• [Entries shown]
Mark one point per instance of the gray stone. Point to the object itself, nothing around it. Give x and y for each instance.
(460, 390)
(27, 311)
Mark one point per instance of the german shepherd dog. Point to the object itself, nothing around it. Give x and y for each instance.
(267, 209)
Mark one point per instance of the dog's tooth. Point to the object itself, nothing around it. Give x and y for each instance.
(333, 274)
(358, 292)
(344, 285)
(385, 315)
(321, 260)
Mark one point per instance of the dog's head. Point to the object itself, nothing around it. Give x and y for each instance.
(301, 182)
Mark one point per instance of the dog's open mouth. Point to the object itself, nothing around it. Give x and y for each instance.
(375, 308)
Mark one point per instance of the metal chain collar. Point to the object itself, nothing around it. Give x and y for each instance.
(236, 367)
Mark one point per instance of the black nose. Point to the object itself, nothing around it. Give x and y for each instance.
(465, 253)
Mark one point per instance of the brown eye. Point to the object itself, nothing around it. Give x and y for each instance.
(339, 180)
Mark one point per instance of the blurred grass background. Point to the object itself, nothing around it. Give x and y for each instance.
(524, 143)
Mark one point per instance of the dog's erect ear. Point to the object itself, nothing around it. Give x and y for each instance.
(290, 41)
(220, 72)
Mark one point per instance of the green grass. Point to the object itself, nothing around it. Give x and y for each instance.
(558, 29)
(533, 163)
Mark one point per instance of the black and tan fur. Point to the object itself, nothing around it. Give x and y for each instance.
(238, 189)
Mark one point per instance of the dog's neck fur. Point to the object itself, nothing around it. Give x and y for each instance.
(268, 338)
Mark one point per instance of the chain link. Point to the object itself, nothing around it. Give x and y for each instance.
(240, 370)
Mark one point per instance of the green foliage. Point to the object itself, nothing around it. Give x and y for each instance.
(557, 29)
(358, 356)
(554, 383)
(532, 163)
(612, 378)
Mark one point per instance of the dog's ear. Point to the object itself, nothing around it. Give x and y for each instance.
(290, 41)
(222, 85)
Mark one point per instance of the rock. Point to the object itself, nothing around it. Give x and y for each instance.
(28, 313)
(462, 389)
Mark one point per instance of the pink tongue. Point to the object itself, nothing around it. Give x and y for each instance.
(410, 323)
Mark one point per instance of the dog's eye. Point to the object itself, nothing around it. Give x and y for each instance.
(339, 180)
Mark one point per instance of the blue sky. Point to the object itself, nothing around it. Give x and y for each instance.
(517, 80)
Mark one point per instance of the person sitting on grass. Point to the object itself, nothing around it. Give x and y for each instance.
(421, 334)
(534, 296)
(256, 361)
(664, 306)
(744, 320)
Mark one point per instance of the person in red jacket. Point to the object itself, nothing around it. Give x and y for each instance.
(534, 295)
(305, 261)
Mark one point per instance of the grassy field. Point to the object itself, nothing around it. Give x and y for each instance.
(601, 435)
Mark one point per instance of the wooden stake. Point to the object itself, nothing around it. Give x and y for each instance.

• [Short problem] Reproduce every line of the data above without changing a single character.

• [Response to this exercise]
Mark one point per instance of the gray stone. Point to the object itself, nothing around it. Give x and y for each instance.
(460, 390)
(27, 311)
Mark one point per instance of the german shepherd dog. Point to the object itself, nothing around it. Give x and y for each instance.
(267, 209)
Mark one point per instance of the dog's tooth. Point to the object itself, nothing around it. Give x and y for each instance.
(333, 274)
(358, 292)
(344, 285)
(385, 315)
(321, 260)
Mark one point per instance of the dog's head. Point to the object itself, nothing around it. Give x and y for each instance.
(301, 182)
Mark one point per instance of the dog's open mouth. Point to the object itself, nothing around it. Give x and y for each instance.
(375, 308)
Mark one point per instance of the metal chain collar. Point to the object itself, nothing around it. Give x and y for each instance.
(236, 367)
Mark one point per instance of the black nose. Point to the object itself, nothing around it. Give x and y for each instance.
(465, 253)
Mark one point per instance of the brown eye. Point to the object itself, nothing around it. Give x and y for each instance.
(339, 180)
Mark one point per instance of the blurred grass background. Point to the object itself, nothing around it. Give x and y for each instance.
(524, 143)
Mark one point per instance of the dog's erect ear. Point to the object itself, nothing around it. Give x and y for each instance.
(290, 41)
(220, 72)
Mark one point per instance of the green grass. Point to the object itself, nothing around it. Give x and y for each instance.
(558, 29)
(533, 163)
Mark one point per instance of the black and tan fur. Point to the object itself, nothing around it. Give x and y for each instance.
(238, 189)
Mark one point per instance of the dog's neck fur. Point to the object itself, nothing around it. Give x and y for each instance.
(268, 338)
Mark one point per instance of the chain link. Point to the object itself, nothing around it. Give x and y for each instance.
(240, 370)
Mark one point per instance of the green foliage. Point to the object itself, nothing around it. Give x and y for each instance.
(557, 29)
(358, 356)
(554, 383)
(532, 163)
(612, 378)
Mark one point per instance of the dog's ear. Point to the object itself, nothing around it. Give x and y for each instance.
(290, 41)
(222, 85)
Mark one point per instance of the rock. Point to the object itself, nothing around it. Give x and y for each instance.
(28, 313)
(462, 389)
Mark one point per instance of the pink tongue. Point to the object itself, nothing around it. Give x and y for each instance.
(410, 323)
Mark one point per instance of the dog's eye. Point to the object itself, nothing around it. Give x and y for each instance.
(339, 180)
Mark one point per instance of the blue sky. Point to the object itself, nothing around it. Give x and y for each instance.
(517, 80)
Mark one point per instance of the person sitting on grass. Point to the object itself, nothing around it. Give x and y for each instance.
(421, 334)
(534, 296)
(256, 361)
(664, 306)
(744, 320)
Mark one point per instance of the person in red jacket. Point to the object itself, nothing around it. Give x and y for each instance.
(534, 295)
(305, 261)
Mark one point per instance of the grassy field. Point to the object itself, nothing around it. Give x and y for each instance.
(601, 435)
Mark one point per instance of the wooden stake. Point to the object itself, nothing around it. Give x and y for each instance.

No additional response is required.